Табак — одна из первых плантационных культур Северной Суматры. Его называют делийским сортом по имени местного вассального султаната Дели. Еще и сейчас в центре Медана стоит обшарпанный, неуютный дворец бывшего султана, в каком-то претенциозно-эклектическом стиле. О делийских марионеточных султанах давно позабыли, а делийский табак известен во всем мире. Он идет на изготовление сигар.

Впервые табак начали выращивать местные арабы около сотни лет назад. Голландские колонизаторы бысиро сообразили, какие огромные прибыли может принести эта культура, пользующаяся высоким спросом в Европе. Вскоре голландцы заложили первую иную плантацию Мартубунг. За голландцами, почуяв наживу, потянулись сюда англичане, немцы, американцы, бельгийцы, швейцарцы.

Крестьянские поля и деревушки стиснуты сейчас со всex сторон массивами плантаций. И хотя Северная Суматра не принадлежит к самым густонаселенным районам страны, крестьяне задыхаются здесь от малоземелья. Получая концессии от голландских колониальных властей, плантаторы повели фронтальное наступление в глубь прибрежной равнины. Они расчищали джунгли, а также не останавливались перед тем, чтобы всякими правдами и неправдами сгонять крестьян с земли.

Основная масса коренного населения Северной Суматры — батаков — была оттеснена в район центрального плоскогорья. Батаки — народ интересной, самобытной культуры. В его жизни еще большую роль играют пережитки общинно-родовой организации, обрядов, связанных с анимистическим культом. Официально часть батаков исповедует ислам, другая часть — христианство протестантского толка. Поэтому и одних деревнях можно увидеть купол мечети с полумесяцем, в других — церковный шпиль, увенчанный крестом. Непременным атрибутом христианских деревень являются также черные длиннорылые свиньи.

Сельское население равнинной части в основном состоит из пришлых яванцев. Это сельскохозяйственный пролетариат и крестьяне-бедняки. Густонаселенная Ява давно уже выплескивала пауперизованных крестьян. Эта масса избыточной рабочей силы устремлялась во все концы архипелага в поисках заработка. Для плантаторов это был неисчерпаемый резервуар дешевых рабочих рук.

### Об упражнении
Продолжите текст о табаке и плантациях Северной Суматры, начав сразу после его последнего предложения.

### Из набора данных
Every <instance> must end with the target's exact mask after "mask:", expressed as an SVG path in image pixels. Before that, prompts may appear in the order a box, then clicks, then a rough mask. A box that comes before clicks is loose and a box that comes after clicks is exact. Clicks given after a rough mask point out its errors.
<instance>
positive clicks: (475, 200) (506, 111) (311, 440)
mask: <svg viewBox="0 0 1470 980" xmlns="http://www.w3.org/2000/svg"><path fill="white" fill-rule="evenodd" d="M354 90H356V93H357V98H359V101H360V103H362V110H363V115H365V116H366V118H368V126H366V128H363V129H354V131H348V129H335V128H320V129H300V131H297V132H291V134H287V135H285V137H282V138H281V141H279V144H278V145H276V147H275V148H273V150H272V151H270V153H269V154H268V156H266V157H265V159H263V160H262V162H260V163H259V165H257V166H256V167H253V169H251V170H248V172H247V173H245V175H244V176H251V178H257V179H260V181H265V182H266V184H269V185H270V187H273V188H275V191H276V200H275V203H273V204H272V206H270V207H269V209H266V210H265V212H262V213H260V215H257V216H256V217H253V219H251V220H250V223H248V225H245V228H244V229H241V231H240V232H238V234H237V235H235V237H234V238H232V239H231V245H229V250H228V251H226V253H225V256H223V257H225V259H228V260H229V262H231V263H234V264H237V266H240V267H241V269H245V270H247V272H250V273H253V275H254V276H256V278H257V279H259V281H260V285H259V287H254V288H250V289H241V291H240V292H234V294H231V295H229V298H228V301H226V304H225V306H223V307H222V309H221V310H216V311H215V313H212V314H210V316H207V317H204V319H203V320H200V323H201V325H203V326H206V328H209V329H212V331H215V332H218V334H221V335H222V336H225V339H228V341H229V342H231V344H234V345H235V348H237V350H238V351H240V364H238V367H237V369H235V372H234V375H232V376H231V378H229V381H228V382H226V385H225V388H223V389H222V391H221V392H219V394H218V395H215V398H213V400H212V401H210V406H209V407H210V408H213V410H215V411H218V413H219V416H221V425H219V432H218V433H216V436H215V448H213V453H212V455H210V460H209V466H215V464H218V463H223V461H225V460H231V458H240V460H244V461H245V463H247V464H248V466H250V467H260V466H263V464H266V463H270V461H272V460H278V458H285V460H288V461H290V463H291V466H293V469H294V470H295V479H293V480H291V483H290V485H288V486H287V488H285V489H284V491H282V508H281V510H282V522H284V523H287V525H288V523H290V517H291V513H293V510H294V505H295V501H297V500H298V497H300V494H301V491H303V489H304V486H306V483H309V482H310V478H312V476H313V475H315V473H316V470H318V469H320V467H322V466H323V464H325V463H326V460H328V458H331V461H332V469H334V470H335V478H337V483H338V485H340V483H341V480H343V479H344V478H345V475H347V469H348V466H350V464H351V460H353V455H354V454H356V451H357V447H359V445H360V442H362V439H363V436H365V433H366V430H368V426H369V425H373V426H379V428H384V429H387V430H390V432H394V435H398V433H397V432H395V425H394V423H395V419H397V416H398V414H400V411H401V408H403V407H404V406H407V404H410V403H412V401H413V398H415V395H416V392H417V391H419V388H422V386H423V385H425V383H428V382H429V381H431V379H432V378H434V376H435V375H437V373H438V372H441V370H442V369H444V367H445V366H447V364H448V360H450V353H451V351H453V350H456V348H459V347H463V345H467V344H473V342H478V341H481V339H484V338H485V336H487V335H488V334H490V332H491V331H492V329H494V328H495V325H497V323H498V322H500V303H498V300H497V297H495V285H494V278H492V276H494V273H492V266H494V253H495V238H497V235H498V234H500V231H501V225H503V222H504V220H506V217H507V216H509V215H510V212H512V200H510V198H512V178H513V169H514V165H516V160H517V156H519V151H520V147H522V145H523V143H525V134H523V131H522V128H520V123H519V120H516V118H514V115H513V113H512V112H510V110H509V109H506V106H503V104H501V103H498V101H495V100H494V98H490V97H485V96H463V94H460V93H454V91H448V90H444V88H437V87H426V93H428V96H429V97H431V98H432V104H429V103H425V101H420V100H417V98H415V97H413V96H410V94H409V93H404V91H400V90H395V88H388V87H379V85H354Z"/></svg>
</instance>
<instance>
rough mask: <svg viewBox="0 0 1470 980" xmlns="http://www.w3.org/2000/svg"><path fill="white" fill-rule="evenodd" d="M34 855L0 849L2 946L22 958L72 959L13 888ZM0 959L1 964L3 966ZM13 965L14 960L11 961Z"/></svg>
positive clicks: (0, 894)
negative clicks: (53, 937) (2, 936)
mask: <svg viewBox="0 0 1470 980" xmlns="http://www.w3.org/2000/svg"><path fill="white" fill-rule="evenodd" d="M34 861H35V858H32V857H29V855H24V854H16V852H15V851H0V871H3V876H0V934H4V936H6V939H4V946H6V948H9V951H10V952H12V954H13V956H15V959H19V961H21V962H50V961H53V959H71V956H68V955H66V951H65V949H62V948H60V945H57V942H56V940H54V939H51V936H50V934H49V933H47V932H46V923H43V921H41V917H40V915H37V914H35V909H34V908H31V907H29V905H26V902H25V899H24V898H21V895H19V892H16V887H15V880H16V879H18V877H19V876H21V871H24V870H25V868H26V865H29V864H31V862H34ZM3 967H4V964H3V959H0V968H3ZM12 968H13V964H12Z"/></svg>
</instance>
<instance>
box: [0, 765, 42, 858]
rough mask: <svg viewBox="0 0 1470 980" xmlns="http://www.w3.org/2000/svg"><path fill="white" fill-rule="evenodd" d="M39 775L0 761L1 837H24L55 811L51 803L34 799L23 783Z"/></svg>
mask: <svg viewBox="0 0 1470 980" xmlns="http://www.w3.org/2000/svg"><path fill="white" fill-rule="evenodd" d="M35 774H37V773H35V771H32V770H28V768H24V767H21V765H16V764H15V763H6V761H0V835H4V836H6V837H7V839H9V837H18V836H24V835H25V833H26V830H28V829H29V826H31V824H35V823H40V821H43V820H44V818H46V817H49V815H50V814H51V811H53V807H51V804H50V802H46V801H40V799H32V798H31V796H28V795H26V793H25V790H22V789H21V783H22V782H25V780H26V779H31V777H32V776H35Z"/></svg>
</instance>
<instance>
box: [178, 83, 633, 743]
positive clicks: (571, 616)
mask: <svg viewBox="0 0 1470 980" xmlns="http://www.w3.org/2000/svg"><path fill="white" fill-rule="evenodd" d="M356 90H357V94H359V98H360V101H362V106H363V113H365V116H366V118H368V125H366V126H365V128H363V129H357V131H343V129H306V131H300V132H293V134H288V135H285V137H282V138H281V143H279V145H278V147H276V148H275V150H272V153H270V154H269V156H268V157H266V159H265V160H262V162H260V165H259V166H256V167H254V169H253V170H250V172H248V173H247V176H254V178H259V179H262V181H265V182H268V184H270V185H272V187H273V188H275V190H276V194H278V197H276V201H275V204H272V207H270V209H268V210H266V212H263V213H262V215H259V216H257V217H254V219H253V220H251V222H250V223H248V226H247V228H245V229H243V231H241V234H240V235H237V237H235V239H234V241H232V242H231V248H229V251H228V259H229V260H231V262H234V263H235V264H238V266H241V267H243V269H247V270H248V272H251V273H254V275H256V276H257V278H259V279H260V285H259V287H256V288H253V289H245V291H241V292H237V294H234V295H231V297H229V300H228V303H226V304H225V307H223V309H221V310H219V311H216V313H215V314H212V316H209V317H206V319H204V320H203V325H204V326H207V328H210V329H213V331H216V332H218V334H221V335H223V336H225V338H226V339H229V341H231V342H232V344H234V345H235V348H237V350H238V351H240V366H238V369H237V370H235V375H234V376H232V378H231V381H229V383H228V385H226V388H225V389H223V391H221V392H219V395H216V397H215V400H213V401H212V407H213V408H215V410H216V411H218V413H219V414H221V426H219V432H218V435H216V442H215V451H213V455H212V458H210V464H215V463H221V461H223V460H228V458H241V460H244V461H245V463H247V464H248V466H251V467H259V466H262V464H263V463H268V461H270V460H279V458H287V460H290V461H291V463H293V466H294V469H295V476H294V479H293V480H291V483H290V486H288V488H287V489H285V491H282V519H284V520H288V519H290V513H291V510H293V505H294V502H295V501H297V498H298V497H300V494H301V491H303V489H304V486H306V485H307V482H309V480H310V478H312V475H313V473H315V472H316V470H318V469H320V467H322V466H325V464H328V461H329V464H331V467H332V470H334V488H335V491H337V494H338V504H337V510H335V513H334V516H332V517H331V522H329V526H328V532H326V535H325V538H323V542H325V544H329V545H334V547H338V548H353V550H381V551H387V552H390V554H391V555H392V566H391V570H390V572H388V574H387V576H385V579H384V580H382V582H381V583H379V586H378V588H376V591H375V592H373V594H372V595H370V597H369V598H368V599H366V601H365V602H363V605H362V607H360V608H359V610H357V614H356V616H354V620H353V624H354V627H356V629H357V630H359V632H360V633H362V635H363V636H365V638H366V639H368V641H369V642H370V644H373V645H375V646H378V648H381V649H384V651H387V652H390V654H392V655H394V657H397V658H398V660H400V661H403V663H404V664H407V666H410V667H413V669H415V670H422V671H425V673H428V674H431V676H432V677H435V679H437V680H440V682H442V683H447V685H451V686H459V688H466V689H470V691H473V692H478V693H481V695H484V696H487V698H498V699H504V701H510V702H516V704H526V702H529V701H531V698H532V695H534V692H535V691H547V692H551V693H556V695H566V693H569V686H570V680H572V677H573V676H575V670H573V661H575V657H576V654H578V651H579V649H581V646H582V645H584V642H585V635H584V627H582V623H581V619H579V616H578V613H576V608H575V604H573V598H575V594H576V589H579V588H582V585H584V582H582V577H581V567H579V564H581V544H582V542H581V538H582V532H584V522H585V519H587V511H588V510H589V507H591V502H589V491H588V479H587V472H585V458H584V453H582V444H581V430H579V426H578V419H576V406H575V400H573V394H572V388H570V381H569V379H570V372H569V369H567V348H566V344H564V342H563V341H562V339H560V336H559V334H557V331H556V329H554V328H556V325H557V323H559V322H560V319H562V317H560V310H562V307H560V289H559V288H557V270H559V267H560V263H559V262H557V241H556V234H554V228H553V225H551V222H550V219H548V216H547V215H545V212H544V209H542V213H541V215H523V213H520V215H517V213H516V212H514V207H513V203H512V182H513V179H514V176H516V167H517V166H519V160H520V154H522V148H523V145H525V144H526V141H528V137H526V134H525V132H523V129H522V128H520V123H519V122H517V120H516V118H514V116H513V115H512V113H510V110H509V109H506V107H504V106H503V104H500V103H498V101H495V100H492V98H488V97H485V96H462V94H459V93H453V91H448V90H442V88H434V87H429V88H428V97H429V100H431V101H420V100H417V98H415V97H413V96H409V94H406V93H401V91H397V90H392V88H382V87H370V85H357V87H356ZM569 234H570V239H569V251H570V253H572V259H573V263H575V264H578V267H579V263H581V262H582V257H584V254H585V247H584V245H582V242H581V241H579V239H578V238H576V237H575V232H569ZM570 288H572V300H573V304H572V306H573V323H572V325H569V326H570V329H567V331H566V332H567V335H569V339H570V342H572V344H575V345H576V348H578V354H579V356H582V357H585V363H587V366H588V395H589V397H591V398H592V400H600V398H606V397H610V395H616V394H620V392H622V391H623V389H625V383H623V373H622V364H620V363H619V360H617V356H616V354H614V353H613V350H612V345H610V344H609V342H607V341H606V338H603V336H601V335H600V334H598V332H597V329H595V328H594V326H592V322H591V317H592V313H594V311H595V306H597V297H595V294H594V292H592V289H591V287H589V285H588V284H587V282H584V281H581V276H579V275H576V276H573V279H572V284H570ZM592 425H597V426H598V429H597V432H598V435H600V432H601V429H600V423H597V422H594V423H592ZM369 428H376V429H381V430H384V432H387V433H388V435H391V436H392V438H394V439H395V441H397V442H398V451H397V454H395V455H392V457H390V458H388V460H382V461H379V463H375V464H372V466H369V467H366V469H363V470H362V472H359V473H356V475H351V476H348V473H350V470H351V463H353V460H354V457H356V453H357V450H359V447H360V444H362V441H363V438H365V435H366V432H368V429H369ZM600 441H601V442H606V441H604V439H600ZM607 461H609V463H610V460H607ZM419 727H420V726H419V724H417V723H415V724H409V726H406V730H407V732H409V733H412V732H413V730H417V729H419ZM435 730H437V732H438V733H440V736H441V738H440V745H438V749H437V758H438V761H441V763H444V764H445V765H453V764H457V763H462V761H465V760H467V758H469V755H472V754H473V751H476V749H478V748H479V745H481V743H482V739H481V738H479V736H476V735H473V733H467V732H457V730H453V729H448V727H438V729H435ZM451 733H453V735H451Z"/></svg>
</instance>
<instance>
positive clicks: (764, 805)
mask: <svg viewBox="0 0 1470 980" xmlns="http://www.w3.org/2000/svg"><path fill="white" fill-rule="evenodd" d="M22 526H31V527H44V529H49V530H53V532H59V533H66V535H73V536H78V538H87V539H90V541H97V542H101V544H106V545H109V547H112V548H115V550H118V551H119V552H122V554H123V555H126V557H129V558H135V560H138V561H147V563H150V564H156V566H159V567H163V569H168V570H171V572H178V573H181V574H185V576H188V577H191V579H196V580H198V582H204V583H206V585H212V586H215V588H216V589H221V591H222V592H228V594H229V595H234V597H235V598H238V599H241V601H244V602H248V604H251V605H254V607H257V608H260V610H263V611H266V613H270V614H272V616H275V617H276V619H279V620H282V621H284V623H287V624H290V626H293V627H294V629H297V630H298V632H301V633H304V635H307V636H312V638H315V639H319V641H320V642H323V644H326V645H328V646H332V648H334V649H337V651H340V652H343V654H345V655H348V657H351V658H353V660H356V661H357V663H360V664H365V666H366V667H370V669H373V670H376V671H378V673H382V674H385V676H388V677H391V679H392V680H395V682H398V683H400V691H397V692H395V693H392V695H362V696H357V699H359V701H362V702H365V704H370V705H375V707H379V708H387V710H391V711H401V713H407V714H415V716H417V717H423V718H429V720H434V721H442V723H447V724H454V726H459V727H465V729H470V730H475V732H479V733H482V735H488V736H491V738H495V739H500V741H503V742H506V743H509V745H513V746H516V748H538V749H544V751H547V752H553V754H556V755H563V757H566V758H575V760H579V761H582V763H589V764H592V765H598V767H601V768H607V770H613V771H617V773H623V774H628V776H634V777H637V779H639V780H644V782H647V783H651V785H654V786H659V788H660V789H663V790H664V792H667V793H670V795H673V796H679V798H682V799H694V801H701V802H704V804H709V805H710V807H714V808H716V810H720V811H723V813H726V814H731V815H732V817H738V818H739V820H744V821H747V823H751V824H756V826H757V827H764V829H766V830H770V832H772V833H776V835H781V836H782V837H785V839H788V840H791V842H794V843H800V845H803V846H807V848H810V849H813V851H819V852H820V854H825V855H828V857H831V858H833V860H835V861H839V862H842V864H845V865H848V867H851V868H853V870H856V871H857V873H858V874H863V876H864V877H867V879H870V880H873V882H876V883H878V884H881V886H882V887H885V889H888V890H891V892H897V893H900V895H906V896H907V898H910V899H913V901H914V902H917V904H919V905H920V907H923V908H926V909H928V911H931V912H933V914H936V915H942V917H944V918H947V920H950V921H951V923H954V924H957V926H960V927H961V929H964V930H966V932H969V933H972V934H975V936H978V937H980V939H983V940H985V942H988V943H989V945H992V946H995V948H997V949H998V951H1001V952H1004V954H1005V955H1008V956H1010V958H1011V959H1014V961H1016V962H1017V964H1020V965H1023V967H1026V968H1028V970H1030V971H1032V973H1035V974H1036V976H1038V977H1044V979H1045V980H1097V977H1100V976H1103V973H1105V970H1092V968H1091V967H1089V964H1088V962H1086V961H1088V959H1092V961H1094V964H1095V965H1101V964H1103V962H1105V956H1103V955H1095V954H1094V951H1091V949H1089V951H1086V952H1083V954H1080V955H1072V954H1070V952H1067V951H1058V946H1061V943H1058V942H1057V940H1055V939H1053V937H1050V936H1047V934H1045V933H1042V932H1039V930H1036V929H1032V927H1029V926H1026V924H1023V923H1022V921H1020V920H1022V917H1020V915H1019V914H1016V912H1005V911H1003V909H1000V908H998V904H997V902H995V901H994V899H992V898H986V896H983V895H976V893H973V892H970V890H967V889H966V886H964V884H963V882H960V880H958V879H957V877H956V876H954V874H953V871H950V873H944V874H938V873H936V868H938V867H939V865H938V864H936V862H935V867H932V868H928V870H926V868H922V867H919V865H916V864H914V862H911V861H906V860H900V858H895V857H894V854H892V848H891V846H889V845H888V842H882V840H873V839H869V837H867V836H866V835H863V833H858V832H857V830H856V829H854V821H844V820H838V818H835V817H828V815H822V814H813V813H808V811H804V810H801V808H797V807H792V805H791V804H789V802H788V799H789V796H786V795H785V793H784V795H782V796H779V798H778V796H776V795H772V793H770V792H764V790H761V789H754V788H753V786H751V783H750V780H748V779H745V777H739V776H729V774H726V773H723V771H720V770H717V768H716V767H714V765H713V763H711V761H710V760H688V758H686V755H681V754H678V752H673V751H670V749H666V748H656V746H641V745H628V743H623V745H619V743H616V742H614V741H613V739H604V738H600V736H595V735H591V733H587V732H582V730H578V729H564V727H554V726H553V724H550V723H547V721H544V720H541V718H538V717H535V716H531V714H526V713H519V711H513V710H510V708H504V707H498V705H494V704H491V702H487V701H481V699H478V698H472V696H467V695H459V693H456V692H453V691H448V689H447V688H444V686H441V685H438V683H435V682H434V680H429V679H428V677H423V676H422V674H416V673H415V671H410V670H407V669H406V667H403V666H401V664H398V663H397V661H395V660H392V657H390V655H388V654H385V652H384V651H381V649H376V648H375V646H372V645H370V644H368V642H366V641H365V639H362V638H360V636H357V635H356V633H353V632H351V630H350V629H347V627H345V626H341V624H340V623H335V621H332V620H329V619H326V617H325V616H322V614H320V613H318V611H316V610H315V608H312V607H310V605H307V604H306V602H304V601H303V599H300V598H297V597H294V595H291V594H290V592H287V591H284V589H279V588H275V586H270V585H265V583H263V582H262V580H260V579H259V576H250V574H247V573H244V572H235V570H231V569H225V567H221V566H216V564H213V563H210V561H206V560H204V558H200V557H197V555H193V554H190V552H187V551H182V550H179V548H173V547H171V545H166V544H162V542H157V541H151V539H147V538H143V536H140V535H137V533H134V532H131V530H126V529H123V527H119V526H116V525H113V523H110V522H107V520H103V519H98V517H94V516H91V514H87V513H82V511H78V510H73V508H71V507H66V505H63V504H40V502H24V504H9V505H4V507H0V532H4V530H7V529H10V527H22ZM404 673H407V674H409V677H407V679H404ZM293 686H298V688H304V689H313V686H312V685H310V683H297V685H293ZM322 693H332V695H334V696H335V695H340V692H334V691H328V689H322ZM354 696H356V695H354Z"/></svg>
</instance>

### Результат упражнения
Но плантации не могли поглотить весь этот приток голодных пришельцев с Явы. Росли семьи плантационных рабочих, и сыновья далеко не во всех случаях могли занять место отца на каучуковой и табачной плантации. Владельцы неуклонно стремились к так называемой рационализации, дающей возможность сократить число рабочих. Лишняя рабочая сила — лишние хлопоты, дополнительный источник возможных волнений. Под термином «рационализация» понималось отнюдь не использование современной техники — рабочие руки индонезийцев обходились дешевле машин. Имелась в виду интенсификация труда, получение максимальных прибылей при наименьших издержках производства. Поэтому плантационный рабочий в любой момент мог потерять место и скудный заработок.

Массы безработных устремлялись в города и пополняли ряды городского пролетариата. Другие пытались возделать клочок земли, используя любую пригодную для земледелия пустошь, полоску вдоль обочины дороги, заброшенный по каким-либо причин плантационный участок. Нередко самовольный захват земельного участка, даже пустующего, приводил к острым конфликтам между земледельцами и плантаторами. Закон, разумеется, всегда был на стороне последних. И все-таки острая нужда, голод заставляли земледельцев вести упорную борьбу за землю, захватывать явочным порядком пустующие плантационные земли.

Оглянемся в прошлое и представим себе бедный поселок плантационных рабочих. Казарменное однообразие ветхих бараков из бамбуковой щепы, невысокая мечеть. В стороне от бараков чистенький особнячок голландца-управляющего. А вокруг на многие километры тянутся шеренги гевеи и масличных пальм.

Начало сорок второго года. Доходят слухи о том, что большая война докатилась и до Индонезийского архипелага. Где-то высадились японские войска. Японские самолеты бомбят города. Голландцам приходится туго. Они терпят одно поражение за другим, теряют остров за островом. Ожесточенный бой в Яванском море, и голландский флот разгромлен. Высокопоставленные голландцы спешат удрать в Австралию или Индию. Кажется, японцы высадились уже в Медане.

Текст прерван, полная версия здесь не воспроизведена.